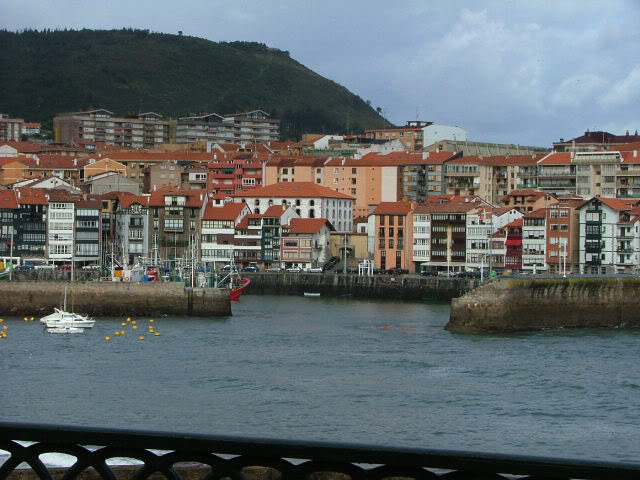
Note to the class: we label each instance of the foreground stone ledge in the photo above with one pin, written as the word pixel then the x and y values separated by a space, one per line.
pixel 514 305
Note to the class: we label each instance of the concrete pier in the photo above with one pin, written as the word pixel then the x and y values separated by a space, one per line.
pixel 512 305
pixel 112 299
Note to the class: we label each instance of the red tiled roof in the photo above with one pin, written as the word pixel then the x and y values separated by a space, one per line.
pixel 308 225
pixel 31 196
pixel 193 196
pixel 539 213
pixel 8 199
pixel 556 158
pixel 516 223
pixel 275 211
pixel 126 200
pixel 293 189
pixel 230 211
pixel 392 208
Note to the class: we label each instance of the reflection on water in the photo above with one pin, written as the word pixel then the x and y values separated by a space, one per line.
pixel 381 372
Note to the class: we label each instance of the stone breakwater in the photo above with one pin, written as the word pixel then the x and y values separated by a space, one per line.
pixel 513 305
pixel 113 299
pixel 405 287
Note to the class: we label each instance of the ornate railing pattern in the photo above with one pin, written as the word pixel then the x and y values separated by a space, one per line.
pixel 229 457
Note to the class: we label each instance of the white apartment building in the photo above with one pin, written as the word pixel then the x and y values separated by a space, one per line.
pixel 534 242
pixel 60 229
pixel 421 219
pixel 307 199
pixel 217 236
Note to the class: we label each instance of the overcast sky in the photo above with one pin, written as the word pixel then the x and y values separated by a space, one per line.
pixel 506 71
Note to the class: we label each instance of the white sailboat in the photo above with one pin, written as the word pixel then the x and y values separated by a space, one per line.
pixel 62 318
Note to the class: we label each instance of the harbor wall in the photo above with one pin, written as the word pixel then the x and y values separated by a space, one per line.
pixel 112 299
pixel 406 287
pixel 512 305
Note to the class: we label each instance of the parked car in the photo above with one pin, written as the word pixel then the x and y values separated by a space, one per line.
pixel 45 266
pixel 26 266
pixel 396 271
pixel 428 273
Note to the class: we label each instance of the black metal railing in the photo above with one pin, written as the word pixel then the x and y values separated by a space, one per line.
pixel 237 458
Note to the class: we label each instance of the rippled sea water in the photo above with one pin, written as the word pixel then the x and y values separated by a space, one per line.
pixel 327 369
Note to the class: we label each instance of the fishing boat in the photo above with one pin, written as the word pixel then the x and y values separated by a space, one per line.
pixel 62 318
pixel 237 287
pixel 65 330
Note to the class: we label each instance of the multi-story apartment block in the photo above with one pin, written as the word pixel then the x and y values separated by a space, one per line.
pixel 513 244
pixel 248 240
pixel 32 223
pixel 174 223
pixel 273 220
pixel 411 135
pixel 218 243
pixel 145 131
pixel 392 230
pixel 308 200
pixel 232 173
pixel 60 226
pixel 305 243
pixel 482 223
pixel 534 242
pixel 421 238
pixel 592 141
pixel 132 228
pixel 88 236
pixel 448 234
pixel 255 126
pixel 608 236
pixel 10 128
pixel 9 213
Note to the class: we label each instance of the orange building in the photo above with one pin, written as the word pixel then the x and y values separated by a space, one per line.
pixel 392 235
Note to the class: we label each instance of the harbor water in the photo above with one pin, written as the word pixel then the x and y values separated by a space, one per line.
pixel 335 369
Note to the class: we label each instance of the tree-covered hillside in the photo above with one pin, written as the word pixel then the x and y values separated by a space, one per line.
pixel 128 71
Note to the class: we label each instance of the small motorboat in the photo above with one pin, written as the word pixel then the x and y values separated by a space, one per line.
pixel 65 330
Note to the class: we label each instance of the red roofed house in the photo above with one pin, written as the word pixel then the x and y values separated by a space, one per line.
pixel 132 228
pixel 392 235
pixel 309 200
pixel 534 242
pixel 8 221
pixel 513 255
pixel 174 221
pixel 273 220
pixel 306 244
pixel 218 246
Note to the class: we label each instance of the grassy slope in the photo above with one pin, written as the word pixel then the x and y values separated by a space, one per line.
pixel 125 71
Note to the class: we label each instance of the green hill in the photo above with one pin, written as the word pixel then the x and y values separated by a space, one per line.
pixel 128 71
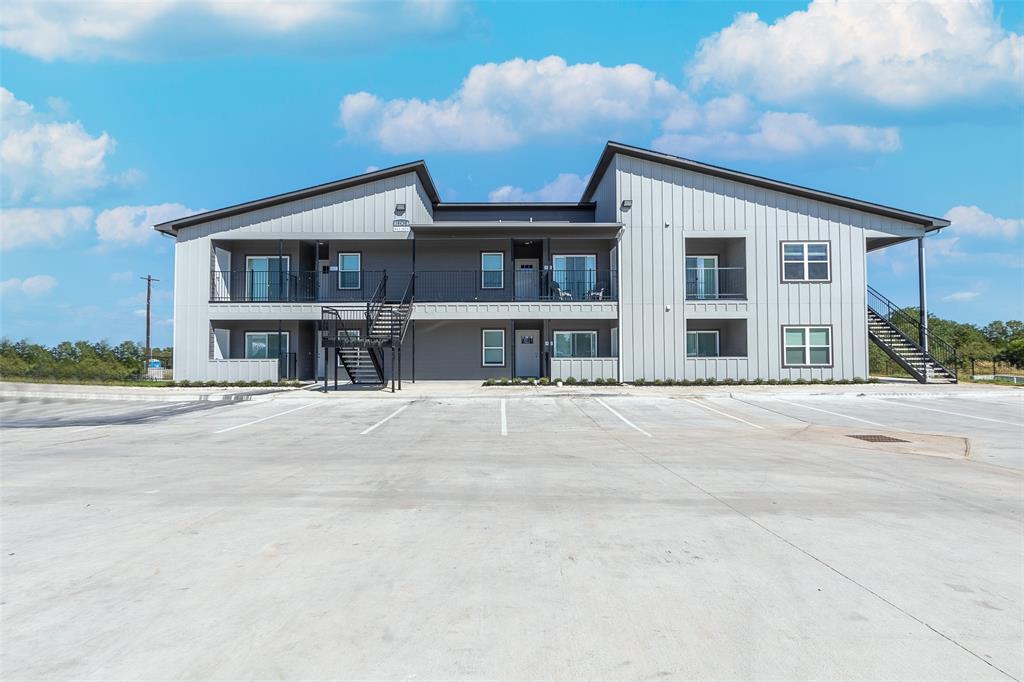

• Stated problem: Reproduce every one of the lines above verbatim, omitting the pictures.

• Answer to the problem:
Note to the class: we label each instance of the foreground stone ledge in the photo above with one pin, written as the word pixel then the x and y values separated by a space, one per line.
pixel 514 305
Note to the class: we label each instance of the concrete pier in the photo above with one pin, written as the word pixel then the x and y values separated by a space, one per line.
pixel 512 305
pixel 112 299
Note to the class: we label each instance of the red tiled roof in the photo above with one pin, written as the word pixel then the x and y values separated by a space, one per line.
pixel 308 225
pixel 31 196
pixel 193 196
pixel 539 213
pixel 8 199
pixel 556 158
pixel 516 223
pixel 275 211
pixel 126 200
pixel 293 189
pixel 230 211
pixel 392 208
Note to the class: we label each instance of the reflection on water in the photo above with one pin, written as the word pixel then the x and y values separated by a space, one per line.
pixel 381 372
Note to the class: we label each instance of the stone breakwater in the photo above with one pin, written as the word pixel then the x and y values separated by a space, one per line.
pixel 513 305
pixel 113 299
pixel 405 287
Note to the class: we label each instance of the ornate railing pattern in the photo above with one pin, written as the word pixel then the x and y values separated by a space, one per line.
pixel 229 457
Note to the class: we label each instance of the white apartment building in the photo above with one pin, written as the word pixel then the x and y values separated by a space, one per line.
pixel 534 242
pixel 60 229
pixel 421 219
pixel 307 199
pixel 217 236
Note to the class: we label each instance of the overcast sky in the photo above with one pin, written as the word pixel then the x and y values separated by a space, one per line.
pixel 506 71
Note to the class: we label each instance of the white sailboat in the photo above with one pin, written as the word pixel then the x and y values separated by a space, one per line.
pixel 62 318
Note to the class: we label each instance of the harbor wall in the photo above with one pin, written as the word pixel then the x and y values separated by a space, one per line.
pixel 112 299
pixel 406 287
pixel 512 305
Note to the class: we label each instance of the parked car in the photo above with one pin, written as the word pixel then the x and y values separated by a space, one per line.
pixel 45 266
pixel 26 266
pixel 396 271
pixel 428 273
Note to the class: we label each instance of the black metal railing in the photo above with one pin, written as the word pixel then the x and y values separated by a space, one per line.
pixel 237 458
Note to the class: we label each instance of the rippled sea water in the photo above with one pin, written as the word pixel then the x and y values separated by a space, one per line.
pixel 327 369
Note to the class: we label each instance of the fishing boat in the photo above with one pin, written as the word pixel then the x and y values separated by a space, one per line.
pixel 62 318
pixel 237 287
pixel 65 330
Note to the class: we label each instance of the multi-story apartment block in the photo above with one pin, written as the word pixel then the x and y values separated by a space, one per line.
pixel 513 244
pixel 248 240
pixel 32 223
pixel 174 223
pixel 273 220
pixel 411 135
pixel 218 243
pixel 145 131
pixel 392 230
pixel 308 200
pixel 232 173
pixel 60 226
pixel 305 243
pixel 482 223
pixel 534 242
pixel 421 238
pixel 592 141
pixel 132 228
pixel 88 236
pixel 448 234
pixel 255 126
pixel 608 236
pixel 10 128
pixel 9 213
Note to the class: we label each instance of the orange building in the photo above with one pin, written as the word pixel then the x and y values separated by a space, one per line.
pixel 392 235
Note to the class: we label each instance of the harbor water in the photo above with one pin, written as the word pixel then the x and y values separated by a space, one per line.
pixel 335 369
Note to the class: we label each instance of the tree-covered hillside in the photo above with one pin, written as the word pixel then the x and y values separated by a space, one per line.
pixel 128 71
Note to the class: we label each instance of the small motorboat in the photo above with one pin, written as the word pixel then the x and y values separated by a space, one per line.
pixel 65 330
Note to the class: we label each instance of the red roofed house in the photo above with one pin, written as the word pixel then the x and y values separated by a space, one per line.
pixel 132 228
pixel 392 235
pixel 309 200
pixel 534 242
pixel 8 221
pixel 513 255
pixel 174 221
pixel 273 220
pixel 306 244
pixel 218 246
Note to the class: we label each instance of the grassy slope in the photo above with one pin, written as the word pixel then the x and y values separated by a space, one per line.
pixel 125 71
Note to the class: we label each instance of the green hill in the photo above with one pin, written as the word pixel then the x and y values separated by a space, one per line.
pixel 128 71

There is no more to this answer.